(Dataset items)
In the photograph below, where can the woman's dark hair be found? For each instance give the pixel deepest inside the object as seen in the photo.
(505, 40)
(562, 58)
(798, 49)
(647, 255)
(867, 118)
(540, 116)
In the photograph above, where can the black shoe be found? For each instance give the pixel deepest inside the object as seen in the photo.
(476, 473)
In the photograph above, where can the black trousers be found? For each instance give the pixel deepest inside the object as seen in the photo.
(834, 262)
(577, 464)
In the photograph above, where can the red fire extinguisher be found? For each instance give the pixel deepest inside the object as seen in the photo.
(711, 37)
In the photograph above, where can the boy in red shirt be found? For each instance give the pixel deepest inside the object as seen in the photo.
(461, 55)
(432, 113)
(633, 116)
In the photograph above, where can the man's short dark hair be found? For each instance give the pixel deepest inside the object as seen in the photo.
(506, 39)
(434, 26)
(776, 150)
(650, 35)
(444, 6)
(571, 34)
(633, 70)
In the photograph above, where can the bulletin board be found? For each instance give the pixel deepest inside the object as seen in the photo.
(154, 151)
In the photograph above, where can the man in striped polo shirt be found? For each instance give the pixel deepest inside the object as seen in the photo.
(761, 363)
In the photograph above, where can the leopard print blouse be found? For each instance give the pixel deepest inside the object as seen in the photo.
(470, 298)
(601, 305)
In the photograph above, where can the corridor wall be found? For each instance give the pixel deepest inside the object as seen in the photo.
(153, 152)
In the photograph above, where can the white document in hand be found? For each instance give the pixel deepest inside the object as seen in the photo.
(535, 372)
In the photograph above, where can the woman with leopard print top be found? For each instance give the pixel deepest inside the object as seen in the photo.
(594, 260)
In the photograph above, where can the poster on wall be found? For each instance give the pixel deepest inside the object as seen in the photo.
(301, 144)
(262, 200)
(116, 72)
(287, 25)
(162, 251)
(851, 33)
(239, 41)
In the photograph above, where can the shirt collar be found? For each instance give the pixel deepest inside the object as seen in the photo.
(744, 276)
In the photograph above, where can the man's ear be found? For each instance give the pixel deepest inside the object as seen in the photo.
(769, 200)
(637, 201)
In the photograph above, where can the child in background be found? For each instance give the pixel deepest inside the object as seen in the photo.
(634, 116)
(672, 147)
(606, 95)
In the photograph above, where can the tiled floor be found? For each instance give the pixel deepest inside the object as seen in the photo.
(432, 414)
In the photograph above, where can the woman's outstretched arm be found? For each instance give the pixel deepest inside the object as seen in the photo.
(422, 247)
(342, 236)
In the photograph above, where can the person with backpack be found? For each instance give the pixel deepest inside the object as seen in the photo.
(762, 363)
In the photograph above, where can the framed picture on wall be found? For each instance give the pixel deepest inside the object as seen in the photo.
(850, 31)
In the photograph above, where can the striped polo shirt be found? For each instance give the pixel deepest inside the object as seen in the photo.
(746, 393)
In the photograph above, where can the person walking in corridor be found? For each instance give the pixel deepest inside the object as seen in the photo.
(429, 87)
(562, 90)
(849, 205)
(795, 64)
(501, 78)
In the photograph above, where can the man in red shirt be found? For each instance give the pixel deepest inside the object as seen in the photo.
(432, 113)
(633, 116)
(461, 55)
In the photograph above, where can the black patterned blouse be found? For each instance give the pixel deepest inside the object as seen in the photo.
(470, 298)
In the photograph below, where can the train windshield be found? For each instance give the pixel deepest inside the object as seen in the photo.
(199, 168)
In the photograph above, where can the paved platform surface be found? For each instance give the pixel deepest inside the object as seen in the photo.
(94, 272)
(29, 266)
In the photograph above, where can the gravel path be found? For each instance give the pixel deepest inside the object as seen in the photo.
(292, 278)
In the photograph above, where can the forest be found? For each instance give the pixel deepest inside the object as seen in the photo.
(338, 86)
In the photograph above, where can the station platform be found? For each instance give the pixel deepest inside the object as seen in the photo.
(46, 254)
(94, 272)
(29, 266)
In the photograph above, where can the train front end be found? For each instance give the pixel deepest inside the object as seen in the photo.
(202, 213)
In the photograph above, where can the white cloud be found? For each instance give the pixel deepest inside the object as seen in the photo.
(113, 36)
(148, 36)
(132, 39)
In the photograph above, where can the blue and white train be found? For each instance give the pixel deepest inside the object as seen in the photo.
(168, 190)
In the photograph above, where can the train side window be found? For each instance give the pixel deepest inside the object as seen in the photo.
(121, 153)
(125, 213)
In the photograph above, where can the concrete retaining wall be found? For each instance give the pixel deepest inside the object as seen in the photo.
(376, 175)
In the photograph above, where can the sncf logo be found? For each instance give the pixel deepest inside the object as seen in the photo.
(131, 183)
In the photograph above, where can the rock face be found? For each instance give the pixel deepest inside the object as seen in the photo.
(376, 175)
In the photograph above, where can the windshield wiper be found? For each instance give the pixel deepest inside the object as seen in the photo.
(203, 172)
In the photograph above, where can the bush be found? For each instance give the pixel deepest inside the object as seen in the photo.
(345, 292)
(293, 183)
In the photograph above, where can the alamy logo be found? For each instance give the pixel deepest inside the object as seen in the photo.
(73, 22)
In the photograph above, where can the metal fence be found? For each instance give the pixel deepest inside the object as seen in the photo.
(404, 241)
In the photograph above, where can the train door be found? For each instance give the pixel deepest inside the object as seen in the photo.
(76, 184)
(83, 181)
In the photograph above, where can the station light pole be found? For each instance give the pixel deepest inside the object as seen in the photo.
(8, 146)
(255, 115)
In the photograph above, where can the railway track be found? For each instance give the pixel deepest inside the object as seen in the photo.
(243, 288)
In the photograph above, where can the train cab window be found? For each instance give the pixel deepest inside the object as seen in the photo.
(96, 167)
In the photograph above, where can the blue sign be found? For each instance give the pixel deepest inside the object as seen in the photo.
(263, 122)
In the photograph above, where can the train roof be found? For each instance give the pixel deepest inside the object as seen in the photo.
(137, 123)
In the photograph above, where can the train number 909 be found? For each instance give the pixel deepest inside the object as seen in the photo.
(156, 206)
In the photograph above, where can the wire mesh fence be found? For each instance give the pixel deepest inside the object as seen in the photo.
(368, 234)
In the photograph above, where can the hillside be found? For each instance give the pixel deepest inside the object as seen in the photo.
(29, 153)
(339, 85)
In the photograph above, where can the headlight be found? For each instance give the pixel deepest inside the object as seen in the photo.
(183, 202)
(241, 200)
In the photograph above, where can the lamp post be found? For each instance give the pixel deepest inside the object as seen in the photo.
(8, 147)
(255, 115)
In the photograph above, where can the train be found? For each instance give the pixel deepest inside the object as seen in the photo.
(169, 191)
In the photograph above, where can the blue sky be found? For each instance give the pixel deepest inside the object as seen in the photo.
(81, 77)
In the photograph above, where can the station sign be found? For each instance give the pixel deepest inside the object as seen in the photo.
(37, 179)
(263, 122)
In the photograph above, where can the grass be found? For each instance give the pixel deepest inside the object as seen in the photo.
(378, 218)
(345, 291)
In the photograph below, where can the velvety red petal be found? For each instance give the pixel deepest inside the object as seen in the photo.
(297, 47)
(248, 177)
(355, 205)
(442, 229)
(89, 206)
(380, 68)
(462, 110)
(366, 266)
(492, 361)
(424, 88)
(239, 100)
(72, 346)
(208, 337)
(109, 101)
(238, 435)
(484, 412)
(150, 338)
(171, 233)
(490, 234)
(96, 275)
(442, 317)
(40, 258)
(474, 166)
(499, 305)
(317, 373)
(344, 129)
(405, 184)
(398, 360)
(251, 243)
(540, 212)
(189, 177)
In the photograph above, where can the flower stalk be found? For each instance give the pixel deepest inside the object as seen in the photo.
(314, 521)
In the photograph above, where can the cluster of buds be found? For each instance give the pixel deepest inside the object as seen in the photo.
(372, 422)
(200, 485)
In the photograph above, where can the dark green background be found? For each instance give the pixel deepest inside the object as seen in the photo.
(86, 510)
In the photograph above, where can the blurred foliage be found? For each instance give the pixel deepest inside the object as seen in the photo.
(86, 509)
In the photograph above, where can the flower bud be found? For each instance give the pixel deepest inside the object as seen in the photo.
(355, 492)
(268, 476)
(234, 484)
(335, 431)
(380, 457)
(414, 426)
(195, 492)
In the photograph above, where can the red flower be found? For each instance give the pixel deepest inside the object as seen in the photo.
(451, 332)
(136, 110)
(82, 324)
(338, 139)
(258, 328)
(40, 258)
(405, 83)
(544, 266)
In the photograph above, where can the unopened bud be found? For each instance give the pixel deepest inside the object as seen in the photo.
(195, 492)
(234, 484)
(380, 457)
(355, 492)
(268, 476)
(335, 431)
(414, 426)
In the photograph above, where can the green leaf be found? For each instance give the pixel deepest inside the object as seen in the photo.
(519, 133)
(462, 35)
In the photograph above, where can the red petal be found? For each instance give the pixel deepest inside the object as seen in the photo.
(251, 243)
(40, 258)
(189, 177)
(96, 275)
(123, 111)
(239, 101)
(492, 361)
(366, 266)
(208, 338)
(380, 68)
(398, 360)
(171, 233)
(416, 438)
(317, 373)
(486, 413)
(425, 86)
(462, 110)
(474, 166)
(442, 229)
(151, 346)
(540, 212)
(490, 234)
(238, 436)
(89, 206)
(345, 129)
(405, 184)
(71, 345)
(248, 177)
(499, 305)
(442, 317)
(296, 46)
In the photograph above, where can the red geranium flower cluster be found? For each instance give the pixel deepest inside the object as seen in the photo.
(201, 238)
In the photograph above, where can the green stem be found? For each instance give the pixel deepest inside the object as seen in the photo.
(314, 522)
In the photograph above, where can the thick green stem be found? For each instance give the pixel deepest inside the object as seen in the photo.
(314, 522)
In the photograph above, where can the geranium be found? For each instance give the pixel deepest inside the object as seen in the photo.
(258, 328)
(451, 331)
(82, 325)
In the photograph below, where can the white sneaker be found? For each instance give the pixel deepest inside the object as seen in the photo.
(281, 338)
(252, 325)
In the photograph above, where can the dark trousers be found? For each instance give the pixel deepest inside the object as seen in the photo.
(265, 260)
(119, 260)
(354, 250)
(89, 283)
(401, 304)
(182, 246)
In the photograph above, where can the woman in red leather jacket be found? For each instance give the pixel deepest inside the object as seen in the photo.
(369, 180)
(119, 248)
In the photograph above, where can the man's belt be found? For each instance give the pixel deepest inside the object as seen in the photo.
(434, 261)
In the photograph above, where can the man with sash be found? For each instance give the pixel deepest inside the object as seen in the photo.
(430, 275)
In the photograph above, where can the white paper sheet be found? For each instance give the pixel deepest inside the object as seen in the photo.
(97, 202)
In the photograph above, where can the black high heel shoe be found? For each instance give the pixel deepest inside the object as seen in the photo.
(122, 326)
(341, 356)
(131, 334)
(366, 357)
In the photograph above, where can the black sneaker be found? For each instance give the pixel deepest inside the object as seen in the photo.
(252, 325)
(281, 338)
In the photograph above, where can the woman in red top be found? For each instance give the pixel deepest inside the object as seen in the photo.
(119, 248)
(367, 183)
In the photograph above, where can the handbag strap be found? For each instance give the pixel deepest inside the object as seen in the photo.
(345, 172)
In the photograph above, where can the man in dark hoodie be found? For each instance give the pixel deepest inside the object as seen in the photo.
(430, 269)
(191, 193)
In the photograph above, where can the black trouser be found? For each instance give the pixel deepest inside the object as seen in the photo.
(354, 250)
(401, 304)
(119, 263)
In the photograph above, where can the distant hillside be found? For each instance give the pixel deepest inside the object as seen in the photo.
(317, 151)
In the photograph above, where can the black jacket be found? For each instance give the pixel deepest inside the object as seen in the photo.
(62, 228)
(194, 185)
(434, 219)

Exercise
Take the lines above from the one holding "In the photograph above, where can the black high" to the last and output them exactly.

Task response
In the photograph above, where can the black high heel shoe be found? For each instance give the pixel deepest inside the object as seen in the photo.
(122, 326)
(341, 356)
(131, 334)
(366, 357)
In the photograph above, where can the black sneaker be found? For each instance give the pixel deepest inside the object as seen in the photo.
(252, 325)
(281, 338)
In the photograph above, where can the woman in red top be found? For each instance give the pixel deepest inside the object as seen in the photo.
(119, 248)
(367, 183)
In the photograph above, where can the handbag strap be found? For each instance give the pixel deepest inside the object as seen in the photo.
(345, 172)
In the photograph above, where can the man in dark hoodie be found? For each instance give the pixel deepest inside the object as seen in the photo.
(430, 269)
(191, 193)
In the photograph above, where can the black trouser be found? For each instance give the pixel deepest inside the object as seen in the photo.
(354, 250)
(401, 304)
(119, 263)
In the photograph above, where can the distant hillside be found? For each instance give the pixel deepest inside the object as seen in the photo.
(317, 151)
In the photograph above, where can the black jacket be found? For each instance give the pixel deepest inside the object as seen in the photo.
(62, 228)
(194, 185)
(434, 219)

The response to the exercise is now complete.